Collected data entries:
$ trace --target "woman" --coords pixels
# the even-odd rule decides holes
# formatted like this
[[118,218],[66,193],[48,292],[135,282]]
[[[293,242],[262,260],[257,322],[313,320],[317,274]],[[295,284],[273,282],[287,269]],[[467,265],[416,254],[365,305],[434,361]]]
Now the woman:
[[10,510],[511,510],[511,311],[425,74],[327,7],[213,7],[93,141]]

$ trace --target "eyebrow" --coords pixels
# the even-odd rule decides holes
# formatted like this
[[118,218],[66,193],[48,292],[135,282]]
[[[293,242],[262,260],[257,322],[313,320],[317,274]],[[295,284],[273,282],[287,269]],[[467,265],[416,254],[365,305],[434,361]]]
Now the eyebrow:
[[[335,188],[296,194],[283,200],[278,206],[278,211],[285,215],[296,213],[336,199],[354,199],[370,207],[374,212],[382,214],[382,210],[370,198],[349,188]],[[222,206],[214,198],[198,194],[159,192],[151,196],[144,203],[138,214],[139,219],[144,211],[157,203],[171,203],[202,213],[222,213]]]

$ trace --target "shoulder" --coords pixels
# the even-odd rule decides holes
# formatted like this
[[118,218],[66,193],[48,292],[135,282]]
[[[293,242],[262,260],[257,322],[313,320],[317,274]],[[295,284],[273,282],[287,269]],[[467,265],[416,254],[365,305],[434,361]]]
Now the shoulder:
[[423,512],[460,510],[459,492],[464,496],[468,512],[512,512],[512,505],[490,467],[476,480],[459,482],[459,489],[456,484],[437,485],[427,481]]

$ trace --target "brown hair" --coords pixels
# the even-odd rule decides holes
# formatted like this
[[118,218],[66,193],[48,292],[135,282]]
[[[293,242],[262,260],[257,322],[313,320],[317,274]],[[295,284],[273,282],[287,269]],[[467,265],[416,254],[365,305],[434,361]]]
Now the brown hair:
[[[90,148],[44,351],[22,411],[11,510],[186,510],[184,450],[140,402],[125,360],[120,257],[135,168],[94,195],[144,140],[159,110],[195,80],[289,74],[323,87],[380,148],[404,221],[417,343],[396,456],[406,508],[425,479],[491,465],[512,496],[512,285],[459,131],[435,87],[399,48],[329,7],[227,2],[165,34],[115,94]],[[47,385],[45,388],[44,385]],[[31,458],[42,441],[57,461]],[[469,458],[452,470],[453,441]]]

• _Task item_:
Your response should consist of the records, printed exactly.

• _Output of the exercise_:
$ trace --target "woman" --coords pixels
# the even-odd rule decides holes
# formatted like this
[[118,218],[66,193],[48,292],[135,282]]
[[[293,242],[262,260],[257,322],[313,320],[317,274]],[[295,284],[273,282],[287,269]],[[467,265],[416,254],[365,305],[434,361]]]
Now the woman:
[[10,510],[511,510],[511,311],[425,74],[327,7],[213,7],[93,141]]

$ trace --target "eyebrow" --coords pixels
# the even-odd rule decides holes
# formatted like this
[[118,218],[66,193],[48,292],[135,282]]
[[[293,242],[262,260],[257,322],[313,320],[317,274]],[[295,284],[273,282],[287,269]],[[467,265],[416,254],[365,305],[434,361]]]
Now the eyebrow:
[[[335,188],[296,194],[283,200],[278,206],[278,211],[285,215],[296,213],[336,199],[354,199],[370,207],[374,212],[382,214],[382,210],[370,198],[349,188]],[[222,206],[214,198],[198,194],[159,192],[151,196],[144,203],[138,214],[139,219],[144,211],[157,203],[171,203],[202,213],[222,213]]]

$ trace --target "shoulder" --coords pixels
# the even-odd rule decides holes
# formatted like this
[[118,218],[66,193],[48,292],[135,282]]
[[[293,242],[262,260],[257,322],[313,320],[317,274]],[[295,284],[273,282],[287,269]],[[467,265],[416,254],[365,305],[434,361]]]
Now the shoulder:
[[423,512],[460,510],[459,492],[464,496],[468,512],[512,512],[512,505],[490,467],[476,480],[459,482],[459,489],[456,484],[437,485],[427,481]]

$ trace --target "brown hair" --coords pixels
# the even-odd rule decides holes
# formatted like this
[[118,218],[66,193],[48,292],[135,282]]
[[[293,242],[262,260],[257,322],[313,320],[317,274]],[[295,284],[273,282],[287,269]],[[467,265],[416,254],[365,305],[434,361]]]
Now the brown hair:
[[[90,148],[44,351],[22,411],[11,510],[186,510],[184,450],[140,402],[125,360],[120,257],[135,168],[94,195],[144,140],[159,110],[195,80],[289,74],[323,87],[380,148],[404,221],[417,343],[396,456],[406,508],[425,479],[491,465],[512,496],[512,285],[459,131],[435,87],[399,48],[329,7],[227,2],[165,34],[115,94]],[[47,385],[45,388],[44,385]],[[31,458],[42,441],[57,461]],[[469,458],[452,470],[453,441]]]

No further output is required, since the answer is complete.